• **Material to process**

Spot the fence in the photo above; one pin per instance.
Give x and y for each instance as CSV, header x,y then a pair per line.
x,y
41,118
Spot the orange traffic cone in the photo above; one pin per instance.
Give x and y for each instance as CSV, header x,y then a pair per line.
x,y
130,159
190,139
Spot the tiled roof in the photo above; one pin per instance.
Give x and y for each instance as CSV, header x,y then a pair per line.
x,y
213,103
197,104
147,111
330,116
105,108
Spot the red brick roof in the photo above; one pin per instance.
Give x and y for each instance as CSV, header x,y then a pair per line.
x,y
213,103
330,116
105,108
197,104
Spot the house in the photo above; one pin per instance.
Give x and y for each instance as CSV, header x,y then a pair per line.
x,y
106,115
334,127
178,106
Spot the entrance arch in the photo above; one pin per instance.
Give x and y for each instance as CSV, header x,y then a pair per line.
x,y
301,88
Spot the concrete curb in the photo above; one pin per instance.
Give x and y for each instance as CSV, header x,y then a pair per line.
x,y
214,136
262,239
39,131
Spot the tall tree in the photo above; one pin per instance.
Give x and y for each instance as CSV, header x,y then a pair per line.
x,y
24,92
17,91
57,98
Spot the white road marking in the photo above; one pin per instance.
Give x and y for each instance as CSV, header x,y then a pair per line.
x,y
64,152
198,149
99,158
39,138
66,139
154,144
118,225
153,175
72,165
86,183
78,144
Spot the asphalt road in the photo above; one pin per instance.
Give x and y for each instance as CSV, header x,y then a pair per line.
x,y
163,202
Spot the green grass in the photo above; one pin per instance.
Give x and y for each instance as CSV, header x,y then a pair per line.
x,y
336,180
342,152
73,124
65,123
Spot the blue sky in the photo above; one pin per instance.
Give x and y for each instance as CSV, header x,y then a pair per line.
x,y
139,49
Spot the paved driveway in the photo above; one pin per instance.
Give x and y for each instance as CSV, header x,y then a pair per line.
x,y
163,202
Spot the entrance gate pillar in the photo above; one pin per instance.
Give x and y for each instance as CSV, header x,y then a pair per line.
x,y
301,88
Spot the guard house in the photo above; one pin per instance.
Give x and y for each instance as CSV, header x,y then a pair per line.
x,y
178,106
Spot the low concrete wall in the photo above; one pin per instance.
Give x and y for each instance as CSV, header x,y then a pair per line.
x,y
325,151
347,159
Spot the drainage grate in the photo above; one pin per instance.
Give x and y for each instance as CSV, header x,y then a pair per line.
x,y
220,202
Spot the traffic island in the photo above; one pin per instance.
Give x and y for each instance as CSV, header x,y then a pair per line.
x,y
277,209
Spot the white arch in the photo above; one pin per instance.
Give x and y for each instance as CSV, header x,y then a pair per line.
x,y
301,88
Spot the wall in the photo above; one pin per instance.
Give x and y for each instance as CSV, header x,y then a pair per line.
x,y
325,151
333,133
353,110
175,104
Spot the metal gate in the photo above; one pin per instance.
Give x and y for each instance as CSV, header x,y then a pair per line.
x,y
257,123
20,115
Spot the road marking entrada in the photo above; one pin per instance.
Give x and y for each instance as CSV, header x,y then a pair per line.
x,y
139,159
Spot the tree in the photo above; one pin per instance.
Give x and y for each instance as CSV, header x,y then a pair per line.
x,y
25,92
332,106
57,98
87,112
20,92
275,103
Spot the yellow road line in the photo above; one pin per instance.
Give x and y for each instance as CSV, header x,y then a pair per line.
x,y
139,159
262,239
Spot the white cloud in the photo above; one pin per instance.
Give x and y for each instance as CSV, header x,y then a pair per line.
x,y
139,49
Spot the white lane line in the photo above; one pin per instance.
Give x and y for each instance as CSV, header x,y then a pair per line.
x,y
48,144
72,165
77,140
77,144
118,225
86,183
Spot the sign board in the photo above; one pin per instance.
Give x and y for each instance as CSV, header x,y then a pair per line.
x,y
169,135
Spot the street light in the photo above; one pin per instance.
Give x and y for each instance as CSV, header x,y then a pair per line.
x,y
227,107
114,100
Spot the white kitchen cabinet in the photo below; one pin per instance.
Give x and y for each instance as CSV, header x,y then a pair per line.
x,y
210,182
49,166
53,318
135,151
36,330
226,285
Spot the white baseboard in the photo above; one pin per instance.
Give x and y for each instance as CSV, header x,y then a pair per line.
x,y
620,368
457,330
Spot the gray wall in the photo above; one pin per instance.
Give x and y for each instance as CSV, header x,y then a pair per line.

• **What the task requires**
Write the lines out exactly, from the one with "Spot the yellow" down to the last line of the listing, and leave out all others.

• **The output**
Spot the yellow road line in the photo above; one pin per instance.
Give x and y for each instance as CSV, header x,y then a pair per line.
x,y
139,159
262,239
Spot the white cloud in the photo above; one pin per instance.
Give x and y for each instance as CSV, header x,y then a pair per line.
x,y
139,49
Spot the white lane line in the photo above; one pin per instance.
Give x and y for each instance as CSV, header x,y then a pair per line.
x,y
48,144
72,165
77,140
77,144
118,225
86,183
Spot the sign board in the photo above; one pin per instance.
Give x and y for each instance as CSV, header x,y then a pair per line.
x,y
169,135
Spot the street light in the photo above; one pin per instance.
Give x and y for each instance as CSV, header x,y then a pair per line.
x,y
227,107
114,100
Spot the white kitchen cabinet in the photo below; one pin per instance.
Give x and y for each instance as CSV, header x,y then a pair per line.
x,y
210,182
49,166
53,318
135,151
36,330
226,285
Spot the white baseboard in the photo above; one pin per instance.
Give x and y for each instance as CSV, header x,y then a pair per line.
x,y
620,368
457,330
Spot the gray wall in the photo above; one pin per instance.
Give x and y for each instance as CSV, header x,y then a pair per line.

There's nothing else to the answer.